▸ Data:
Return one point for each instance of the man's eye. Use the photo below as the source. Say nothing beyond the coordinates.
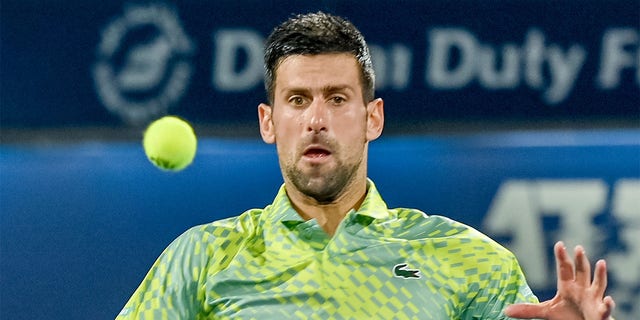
(296, 101)
(338, 100)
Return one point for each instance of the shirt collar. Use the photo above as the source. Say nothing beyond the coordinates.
(373, 206)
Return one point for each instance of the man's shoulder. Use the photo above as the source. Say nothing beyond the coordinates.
(224, 230)
(446, 233)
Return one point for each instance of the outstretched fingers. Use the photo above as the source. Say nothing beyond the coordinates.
(583, 268)
(564, 265)
(599, 284)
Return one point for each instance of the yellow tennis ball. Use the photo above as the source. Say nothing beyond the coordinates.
(170, 143)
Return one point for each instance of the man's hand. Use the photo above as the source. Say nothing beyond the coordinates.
(577, 298)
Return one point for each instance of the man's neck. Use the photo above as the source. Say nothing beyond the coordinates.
(329, 215)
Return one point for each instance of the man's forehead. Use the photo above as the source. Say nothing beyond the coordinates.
(326, 72)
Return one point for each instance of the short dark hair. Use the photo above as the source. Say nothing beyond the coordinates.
(312, 34)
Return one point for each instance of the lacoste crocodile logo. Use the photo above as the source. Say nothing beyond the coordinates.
(401, 271)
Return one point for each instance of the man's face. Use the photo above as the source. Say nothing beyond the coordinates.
(320, 123)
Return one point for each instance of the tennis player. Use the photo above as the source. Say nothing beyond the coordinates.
(328, 247)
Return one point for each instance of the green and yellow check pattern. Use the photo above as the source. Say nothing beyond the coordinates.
(270, 264)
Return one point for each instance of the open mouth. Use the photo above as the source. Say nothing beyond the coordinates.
(316, 152)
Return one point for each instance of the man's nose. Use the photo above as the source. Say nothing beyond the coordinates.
(317, 120)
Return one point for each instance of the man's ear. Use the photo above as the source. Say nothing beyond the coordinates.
(266, 123)
(375, 119)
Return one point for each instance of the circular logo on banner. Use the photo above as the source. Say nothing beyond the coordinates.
(143, 65)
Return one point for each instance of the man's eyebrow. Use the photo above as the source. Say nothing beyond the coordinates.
(325, 90)
(337, 88)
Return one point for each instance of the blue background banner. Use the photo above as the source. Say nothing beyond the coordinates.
(113, 63)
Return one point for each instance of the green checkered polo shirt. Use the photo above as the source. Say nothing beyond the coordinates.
(380, 264)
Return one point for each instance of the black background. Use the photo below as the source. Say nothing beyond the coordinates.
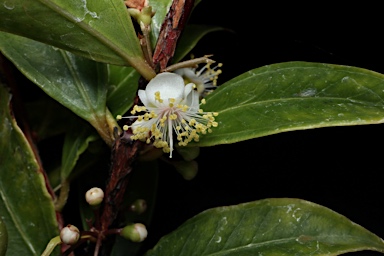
(337, 167)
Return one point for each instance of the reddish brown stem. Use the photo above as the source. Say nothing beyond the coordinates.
(171, 29)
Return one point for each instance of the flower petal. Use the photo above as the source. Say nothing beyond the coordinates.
(169, 85)
(143, 97)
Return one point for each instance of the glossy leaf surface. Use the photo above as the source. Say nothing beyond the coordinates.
(268, 227)
(25, 204)
(100, 30)
(294, 96)
(160, 8)
(76, 142)
(77, 83)
(190, 37)
(123, 84)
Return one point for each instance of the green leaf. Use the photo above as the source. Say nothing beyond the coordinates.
(123, 84)
(294, 96)
(25, 205)
(268, 227)
(190, 37)
(76, 141)
(3, 238)
(100, 30)
(77, 83)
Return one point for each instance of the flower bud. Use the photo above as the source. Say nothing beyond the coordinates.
(187, 169)
(94, 196)
(135, 232)
(139, 206)
(70, 234)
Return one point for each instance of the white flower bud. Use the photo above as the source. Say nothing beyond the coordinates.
(139, 206)
(135, 232)
(70, 234)
(188, 169)
(94, 196)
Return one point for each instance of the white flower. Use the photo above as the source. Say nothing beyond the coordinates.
(70, 234)
(205, 79)
(170, 107)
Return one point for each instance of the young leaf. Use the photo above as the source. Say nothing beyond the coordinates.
(77, 83)
(99, 30)
(123, 84)
(268, 227)
(76, 142)
(25, 204)
(3, 238)
(190, 37)
(294, 96)
(142, 185)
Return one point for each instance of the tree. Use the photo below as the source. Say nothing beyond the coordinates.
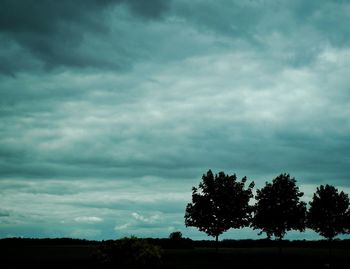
(329, 213)
(219, 203)
(278, 208)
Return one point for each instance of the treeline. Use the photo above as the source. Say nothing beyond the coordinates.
(183, 243)
(222, 202)
(46, 241)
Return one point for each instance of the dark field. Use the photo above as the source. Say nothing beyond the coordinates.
(80, 257)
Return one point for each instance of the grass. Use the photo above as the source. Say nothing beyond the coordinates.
(203, 258)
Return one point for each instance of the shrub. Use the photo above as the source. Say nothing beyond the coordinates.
(129, 252)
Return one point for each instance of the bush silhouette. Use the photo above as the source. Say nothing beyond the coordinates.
(175, 235)
(129, 252)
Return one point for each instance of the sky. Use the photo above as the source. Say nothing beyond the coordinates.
(112, 110)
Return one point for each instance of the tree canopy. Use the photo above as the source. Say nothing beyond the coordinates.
(278, 208)
(328, 213)
(219, 203)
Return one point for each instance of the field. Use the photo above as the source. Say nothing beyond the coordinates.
(80, 257)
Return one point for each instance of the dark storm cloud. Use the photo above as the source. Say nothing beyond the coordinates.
(50, 34)
(111, 111)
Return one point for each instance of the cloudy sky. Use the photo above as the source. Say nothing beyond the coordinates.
(111, 110)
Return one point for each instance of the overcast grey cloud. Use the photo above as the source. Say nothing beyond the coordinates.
(111, 111)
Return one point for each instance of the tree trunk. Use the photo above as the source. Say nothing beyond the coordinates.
(330, 251)
(280, 250)
(280, 247)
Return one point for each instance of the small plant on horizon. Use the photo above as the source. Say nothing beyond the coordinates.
(177, 235)
(129, 252)
(219, 204)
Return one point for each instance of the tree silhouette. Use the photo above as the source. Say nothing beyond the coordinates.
(329, 213)
(219, 203)
(278, 208)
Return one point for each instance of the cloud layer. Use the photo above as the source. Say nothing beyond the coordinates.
(112, 110)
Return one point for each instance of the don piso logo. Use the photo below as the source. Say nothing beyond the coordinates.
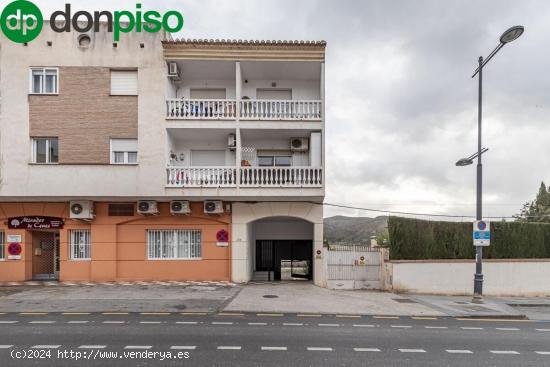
(21, 21)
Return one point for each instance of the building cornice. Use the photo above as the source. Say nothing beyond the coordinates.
(244, 50)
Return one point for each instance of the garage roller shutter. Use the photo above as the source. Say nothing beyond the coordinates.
(124, 82)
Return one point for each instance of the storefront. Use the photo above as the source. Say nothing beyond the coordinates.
(41, 241)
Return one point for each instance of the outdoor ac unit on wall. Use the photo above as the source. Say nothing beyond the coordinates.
(299, 144)
(82, 209)
(147, 207)
(231, 141)
(213, 207)
(173, 71)
(179, 207)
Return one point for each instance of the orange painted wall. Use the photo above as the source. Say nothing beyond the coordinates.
(119, 249)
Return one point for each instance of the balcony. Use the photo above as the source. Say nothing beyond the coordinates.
(274, 177)
(201, 109)
(259, 109)
(252, 109)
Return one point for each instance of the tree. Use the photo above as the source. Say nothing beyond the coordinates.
(537, 210)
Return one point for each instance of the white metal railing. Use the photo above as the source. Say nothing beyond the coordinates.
(281, 176)
(210, 109)
(263, 109)
(201, 176)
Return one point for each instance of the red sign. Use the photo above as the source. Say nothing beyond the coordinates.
(14, 248)
(222, 236)
(35, 222)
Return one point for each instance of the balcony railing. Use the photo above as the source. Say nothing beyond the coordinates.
(201, 109)
(261, 109)
(249, 176)
(201, 176)
(250, 109)
(281, 177)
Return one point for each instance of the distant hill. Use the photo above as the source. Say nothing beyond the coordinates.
(353, 229)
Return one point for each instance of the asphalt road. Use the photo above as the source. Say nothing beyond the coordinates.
(194, 339)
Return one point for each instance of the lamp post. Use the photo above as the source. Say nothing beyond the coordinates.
(508, 36)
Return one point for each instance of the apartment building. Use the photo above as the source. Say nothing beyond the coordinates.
(160, 159)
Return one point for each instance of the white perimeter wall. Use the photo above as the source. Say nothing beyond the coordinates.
(501, 277)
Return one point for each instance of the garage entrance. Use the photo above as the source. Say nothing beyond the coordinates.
(285, 259)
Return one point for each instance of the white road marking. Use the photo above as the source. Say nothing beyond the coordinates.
(45, 346)
(459, 351)
(92, 346)
(273, 348)
(412, 350)
(504, 352)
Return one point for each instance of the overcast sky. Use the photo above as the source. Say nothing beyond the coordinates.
(401, 104)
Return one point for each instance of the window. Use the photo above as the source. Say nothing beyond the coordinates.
(278, 161)
(44, 80)
(2, 249)
(174, 244)
(124, 82)
(123, 151)
(80, 245)
(121, 210)
(45, 150)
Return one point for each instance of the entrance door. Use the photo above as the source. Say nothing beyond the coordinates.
(285, 259)
(45, 255)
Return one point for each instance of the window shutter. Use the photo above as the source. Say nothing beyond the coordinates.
(124, 83)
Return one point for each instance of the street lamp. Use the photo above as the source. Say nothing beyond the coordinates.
(508, 36)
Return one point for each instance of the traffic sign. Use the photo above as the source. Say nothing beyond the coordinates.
(482, 233)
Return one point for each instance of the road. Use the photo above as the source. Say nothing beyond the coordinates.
(233, 339)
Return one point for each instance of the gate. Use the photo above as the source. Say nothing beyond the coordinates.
(354, 267)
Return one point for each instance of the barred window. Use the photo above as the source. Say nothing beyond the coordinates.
(2, 249)
(80, 246)
(174, 244)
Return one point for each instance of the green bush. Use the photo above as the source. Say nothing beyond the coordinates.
(414, 239)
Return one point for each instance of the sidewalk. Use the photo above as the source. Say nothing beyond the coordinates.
(296, 297)
(305, 297)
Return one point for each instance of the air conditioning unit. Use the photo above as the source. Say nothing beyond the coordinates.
(82, 209)
(299, 144)
(147, 207)
(213, 207)
(173, 71)
(231, 141)
(179, 207)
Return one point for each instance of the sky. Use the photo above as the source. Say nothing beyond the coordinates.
(400, 101)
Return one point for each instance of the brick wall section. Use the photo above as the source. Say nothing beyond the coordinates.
(83, 116)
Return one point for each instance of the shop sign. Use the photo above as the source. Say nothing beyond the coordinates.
(35, 222)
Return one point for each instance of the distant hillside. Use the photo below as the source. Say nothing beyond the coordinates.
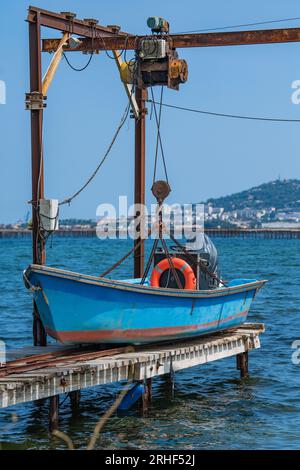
(279, 194)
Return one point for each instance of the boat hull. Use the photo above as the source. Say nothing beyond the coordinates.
(75, 308)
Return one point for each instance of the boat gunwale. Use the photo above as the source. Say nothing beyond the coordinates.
(141, 289)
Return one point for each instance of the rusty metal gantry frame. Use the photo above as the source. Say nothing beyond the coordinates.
(94, 37)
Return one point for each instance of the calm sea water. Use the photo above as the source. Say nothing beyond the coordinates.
(212, 408)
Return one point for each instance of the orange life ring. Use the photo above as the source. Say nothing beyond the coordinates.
(181, 265)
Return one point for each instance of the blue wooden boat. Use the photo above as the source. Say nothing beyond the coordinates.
(77, 308)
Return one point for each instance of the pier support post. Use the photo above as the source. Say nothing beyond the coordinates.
(242, 363)
(171, 378)
(53, 413)
(147, 395)
(74, 400)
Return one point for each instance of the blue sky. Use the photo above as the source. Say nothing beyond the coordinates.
(206, 156)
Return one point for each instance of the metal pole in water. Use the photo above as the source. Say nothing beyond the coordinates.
(38, 245)
(242, 363)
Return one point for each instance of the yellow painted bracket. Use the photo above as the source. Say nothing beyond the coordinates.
(128, 87)
(49, 75)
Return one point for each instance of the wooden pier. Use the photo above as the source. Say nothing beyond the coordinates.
(34, 373)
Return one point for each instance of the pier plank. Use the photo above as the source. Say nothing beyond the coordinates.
(152, 361)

▸ Stated problem:
Return precisely the lines of the records, starting with the line that holds "Return one point for each instance of the blue sky." and ending with the last one.

▸ Complete output:
Return one point for each instance of the blue sky. Use the photo above as the source. Say nothing beyond the coordinates.
(206, 156)
Return one point for each instance of the metal pole in water. Use the photo above as the source. Say nothing beyond the coordinates.
(38, 245)
(242, 363)
Return one point for each instance of the yellow painted bracket. Use the photo above as the source. Say nothing beyond the coordinates.
(128, 87)
(49, 75)
Return one point for each instance of the wooden pier. Use the photo above as the source. Say nothing beyond the coordinates.
(34, 373)
Return one point for each instance of the pier plank. Use the photo above as the source. Say nothing beyond the coordinates.
(152, 361)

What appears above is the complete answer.